* SOURCE MATERIAL *
========
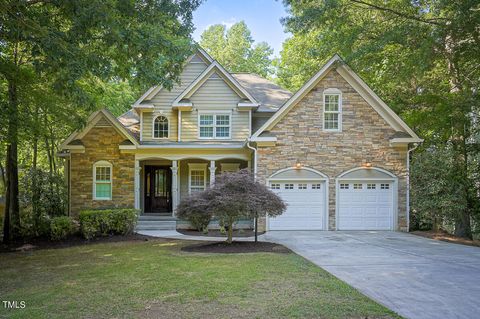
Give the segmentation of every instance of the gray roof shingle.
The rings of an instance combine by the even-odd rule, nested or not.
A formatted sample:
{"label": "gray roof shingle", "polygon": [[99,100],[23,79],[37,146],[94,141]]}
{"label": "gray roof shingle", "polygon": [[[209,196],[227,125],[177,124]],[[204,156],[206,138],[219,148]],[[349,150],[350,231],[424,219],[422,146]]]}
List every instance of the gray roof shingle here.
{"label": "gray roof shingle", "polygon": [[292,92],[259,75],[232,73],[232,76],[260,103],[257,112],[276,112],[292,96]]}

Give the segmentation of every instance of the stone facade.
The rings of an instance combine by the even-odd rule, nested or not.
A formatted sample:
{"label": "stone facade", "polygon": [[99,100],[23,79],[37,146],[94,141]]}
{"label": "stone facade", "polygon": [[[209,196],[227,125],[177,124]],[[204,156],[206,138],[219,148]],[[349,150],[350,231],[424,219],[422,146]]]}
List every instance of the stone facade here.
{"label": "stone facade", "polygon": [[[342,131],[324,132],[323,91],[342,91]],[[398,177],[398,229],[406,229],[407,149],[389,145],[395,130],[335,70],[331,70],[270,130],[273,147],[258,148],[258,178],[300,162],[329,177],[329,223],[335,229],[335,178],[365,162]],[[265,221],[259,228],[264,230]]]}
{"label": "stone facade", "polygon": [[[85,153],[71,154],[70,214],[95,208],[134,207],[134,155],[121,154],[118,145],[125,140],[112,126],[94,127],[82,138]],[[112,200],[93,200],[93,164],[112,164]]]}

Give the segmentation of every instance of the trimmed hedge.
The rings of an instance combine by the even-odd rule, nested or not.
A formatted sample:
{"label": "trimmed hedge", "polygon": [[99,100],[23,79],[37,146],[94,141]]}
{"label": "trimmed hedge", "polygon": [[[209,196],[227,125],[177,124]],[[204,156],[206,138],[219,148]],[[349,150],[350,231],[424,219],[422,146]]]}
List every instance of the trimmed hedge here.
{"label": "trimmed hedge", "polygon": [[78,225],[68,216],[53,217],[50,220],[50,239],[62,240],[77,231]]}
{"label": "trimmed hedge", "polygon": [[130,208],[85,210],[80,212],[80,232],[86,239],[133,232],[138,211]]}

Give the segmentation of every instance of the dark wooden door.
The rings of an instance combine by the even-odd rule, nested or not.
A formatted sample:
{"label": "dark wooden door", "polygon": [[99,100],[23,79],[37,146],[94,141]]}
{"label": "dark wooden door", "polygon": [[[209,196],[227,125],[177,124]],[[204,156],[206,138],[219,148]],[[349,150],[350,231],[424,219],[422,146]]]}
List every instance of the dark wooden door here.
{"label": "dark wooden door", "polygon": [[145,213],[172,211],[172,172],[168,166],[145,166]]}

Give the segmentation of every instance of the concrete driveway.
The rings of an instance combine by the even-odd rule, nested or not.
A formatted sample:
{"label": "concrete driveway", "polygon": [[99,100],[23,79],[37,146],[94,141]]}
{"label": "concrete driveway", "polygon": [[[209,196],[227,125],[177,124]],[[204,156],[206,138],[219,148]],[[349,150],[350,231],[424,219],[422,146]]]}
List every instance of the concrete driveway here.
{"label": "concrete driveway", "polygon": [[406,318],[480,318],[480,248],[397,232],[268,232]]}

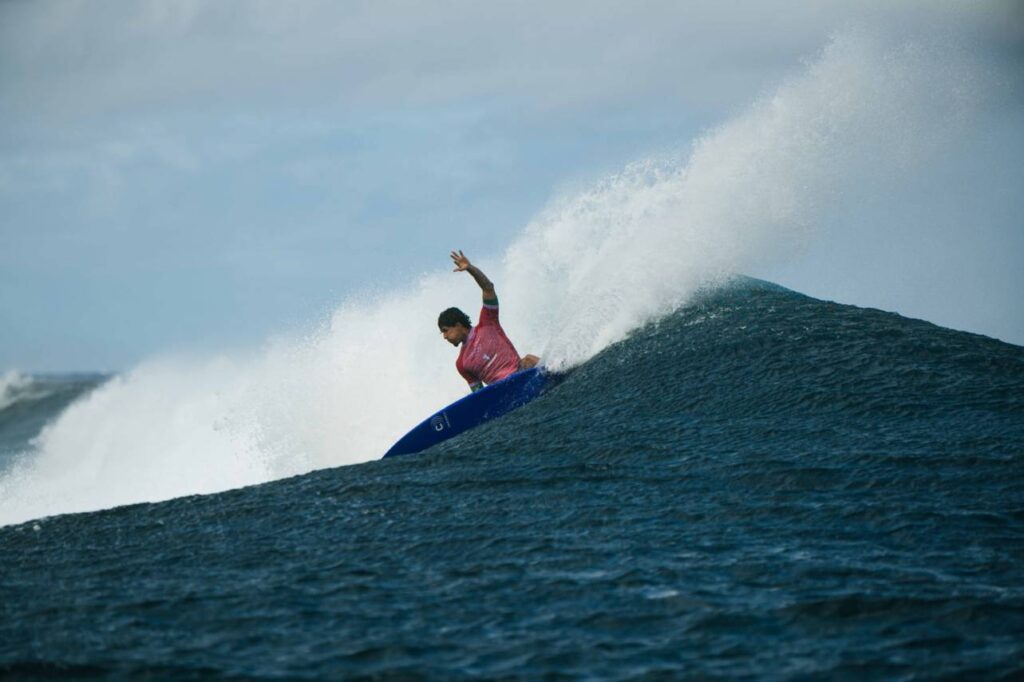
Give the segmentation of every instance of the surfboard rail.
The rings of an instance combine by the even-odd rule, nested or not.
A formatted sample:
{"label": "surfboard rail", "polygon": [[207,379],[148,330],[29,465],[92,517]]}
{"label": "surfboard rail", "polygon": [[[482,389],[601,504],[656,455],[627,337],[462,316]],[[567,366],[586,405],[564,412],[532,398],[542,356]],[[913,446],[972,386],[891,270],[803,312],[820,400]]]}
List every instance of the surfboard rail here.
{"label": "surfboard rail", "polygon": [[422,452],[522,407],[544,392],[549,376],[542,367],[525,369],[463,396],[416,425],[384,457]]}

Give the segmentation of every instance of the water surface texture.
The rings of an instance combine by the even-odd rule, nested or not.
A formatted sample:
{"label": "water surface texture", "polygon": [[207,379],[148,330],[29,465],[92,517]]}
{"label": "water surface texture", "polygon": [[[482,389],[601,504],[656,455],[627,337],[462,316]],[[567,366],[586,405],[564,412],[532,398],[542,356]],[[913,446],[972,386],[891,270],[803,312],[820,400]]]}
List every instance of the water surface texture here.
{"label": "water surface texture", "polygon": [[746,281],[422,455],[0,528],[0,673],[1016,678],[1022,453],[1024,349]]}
========
Please show the lines in the entries above that hold the string "segmentation".

Give the segmentation of every instance of the gray roof shingle.
Give the segmentation of every instance of the stone facade.
Give the segmentation of every instance of the trimmed hedge.
Give the segmentation of every instance of the dark wooden door.
Give the segmentation of every instance of the concrete driveway.
Give the segmentation of every instance of the surfboard rail.
Give the segmentation of every instance of the water surface texture.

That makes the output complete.